- [WORK ORDER]:
Could you set down every entry exactly as it stands, without the images?

- [DATA PROVIDED]:
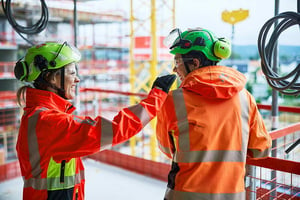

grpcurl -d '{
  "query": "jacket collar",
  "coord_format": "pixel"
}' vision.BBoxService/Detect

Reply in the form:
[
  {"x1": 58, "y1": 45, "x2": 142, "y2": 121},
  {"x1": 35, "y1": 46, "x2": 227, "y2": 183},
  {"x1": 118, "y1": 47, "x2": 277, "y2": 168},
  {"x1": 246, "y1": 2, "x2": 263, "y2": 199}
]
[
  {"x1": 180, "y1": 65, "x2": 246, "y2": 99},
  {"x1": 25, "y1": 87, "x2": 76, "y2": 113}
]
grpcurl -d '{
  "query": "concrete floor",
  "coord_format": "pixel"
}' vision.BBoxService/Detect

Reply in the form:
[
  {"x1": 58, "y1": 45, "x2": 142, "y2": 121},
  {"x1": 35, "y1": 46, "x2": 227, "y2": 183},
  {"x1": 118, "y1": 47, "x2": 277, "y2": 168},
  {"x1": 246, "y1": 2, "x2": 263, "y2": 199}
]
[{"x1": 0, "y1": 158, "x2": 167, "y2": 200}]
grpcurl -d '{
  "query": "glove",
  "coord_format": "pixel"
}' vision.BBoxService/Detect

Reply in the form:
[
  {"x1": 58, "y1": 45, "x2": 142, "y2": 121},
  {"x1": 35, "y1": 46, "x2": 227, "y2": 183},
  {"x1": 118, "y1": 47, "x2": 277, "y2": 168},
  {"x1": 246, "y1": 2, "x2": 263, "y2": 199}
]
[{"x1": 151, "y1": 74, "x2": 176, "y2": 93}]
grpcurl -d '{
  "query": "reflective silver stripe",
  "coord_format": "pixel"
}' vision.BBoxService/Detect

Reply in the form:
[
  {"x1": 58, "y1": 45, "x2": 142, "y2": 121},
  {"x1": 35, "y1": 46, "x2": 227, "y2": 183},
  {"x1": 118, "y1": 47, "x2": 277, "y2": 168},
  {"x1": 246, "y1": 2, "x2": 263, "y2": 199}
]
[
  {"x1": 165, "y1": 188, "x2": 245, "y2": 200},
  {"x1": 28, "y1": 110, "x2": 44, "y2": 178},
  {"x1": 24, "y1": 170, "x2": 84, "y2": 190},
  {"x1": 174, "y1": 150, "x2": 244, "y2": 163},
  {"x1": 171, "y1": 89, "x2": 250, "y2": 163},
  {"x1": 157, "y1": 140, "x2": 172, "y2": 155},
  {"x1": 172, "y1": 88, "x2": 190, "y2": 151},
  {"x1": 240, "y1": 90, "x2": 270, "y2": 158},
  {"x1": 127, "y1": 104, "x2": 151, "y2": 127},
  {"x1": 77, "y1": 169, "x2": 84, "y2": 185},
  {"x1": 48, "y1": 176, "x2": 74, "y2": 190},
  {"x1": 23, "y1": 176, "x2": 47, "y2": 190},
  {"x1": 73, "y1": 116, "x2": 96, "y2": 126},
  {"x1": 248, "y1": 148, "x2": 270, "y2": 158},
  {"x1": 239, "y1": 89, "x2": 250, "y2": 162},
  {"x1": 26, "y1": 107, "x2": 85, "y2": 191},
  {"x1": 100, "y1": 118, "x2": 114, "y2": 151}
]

- [ANSWER TO THIS TASK]:
grpcurl -d '{
  "query": "jacket collar",
  "coord_format": "pixel"
}' vision.BBoxService/Detect

Reply in the form:
[
  {"x1": 58, "y1": 45, "x2": 142, "y2": 121},
  {"x1": 35, "y1": 46, "x2": 227, "y2": 183},
  {"x1": 118, "y1": 47, "x2": 277, "y2": 168},
  {"x1": 246, "y1": 2, "x2": 263, "y2": 199}
]
[
  {"x1": 180, "y1": 65, "x2": 246, "y2": 99},
  {"x1": 25, "y1": 87, "x2": 76, "y2": 113}
]
grpcurl -d '{
  "query": "concrete floor",
  "coord_format": "pixel"
}' vision.BBoxService/Detect

Reply in the form:
[
  {"x1": 58, "y1": 45, "x2": 142, "y2": 121},
  {"x1": 35, "y1": 46, "x2": 227, "y2": 183},
  {"x1": 118, "y1": 47, "x2": 277, "y2": 168},
  {"x1": 246, "y1": 2, "x2": 263, "y2": 199}
]
[{"x1": 0, "y1": 158, "x2": 167, "y2": 200}]
grpcurl -d '{
  "query": "glove",
  "coord_format": "pixel"
}' vision.BBoxService/Detect

Reply in the form:
[
  {"x1": 58, "y1": 45, "x2": 142, "y2": 121},
  {"x1": 35, "y1": 46, "x2": 227, "y2": 183},
  {"x1": 118, "y1": 47, "x2": 277, "y2": 168},
  {"x1": 246, "y1": 2, "x2": 263, "y2": 199}
]
[{"x1": 151, "y1": 74, "x2": 176, "y2": 93}]
grpcurl -d '{
  "query": "reflective silver stripe",
  "coord_format": "pixel"
}' vision.BBoxService/Detect

Reply in the form:
[
  {"x1": 58, "y1": 45, "x2": 142, "y2": 121},
  {"x1": 35, "y1": 46, "x2": 227, "y2": 183},
  {"x1": 118, "y1": 47, "x2": 277, "y2": 168},
  {"x1": 246, "y1": 2, "x2": 263, "y2": 199}
]
[
  {"x1": 165, "y1": 188, "x2": 245, "y2": 200},
  {"x1": 28, "y1": 110, "x2": 44, "y2": 178},
  {"x1": 24, "y1": 170, "x2": 84, "y2": 190},
  {"x1": 174, "y1": 150, "x2": 244, "y2": 163},
  {"x1": 171, "y1": 89, "x2": 250, "y2": 163},
  {"x1": 157, "y1": 140, "x2": 172, "y2": 155},
  {"x1": 172, "y1": 88, "x2": 190, "y2": 151},
  {"x1": 240, "y1": 90, "x2": 270, "y2": 158},
  {"x1": 127, "y1": 104, "x2": 151, "y2": 127},
  {"x1": 77, "y1": 169, "x2": 84, "y2": 185},
  {"x1": 48, "y1": 176, "x2": 74, "y2": 190},
  {"x1": 23, "y1": 176, "x2": 47, "y2": 190},
  {"x1": 73, "y1": 116, "x2": 96, "y2": 126},
  {"x1": 248, "y1": 148, "x2": 270, "y2": 158},
  {"x1": 239, "y1": 89, "x2": 250, "y2": 162},
  {"x1": 26, "y1": 107, "x2": 85, "y2": 191},
  {"x1": 100, "y1": 118, "x2": 114, "y2": 151}
]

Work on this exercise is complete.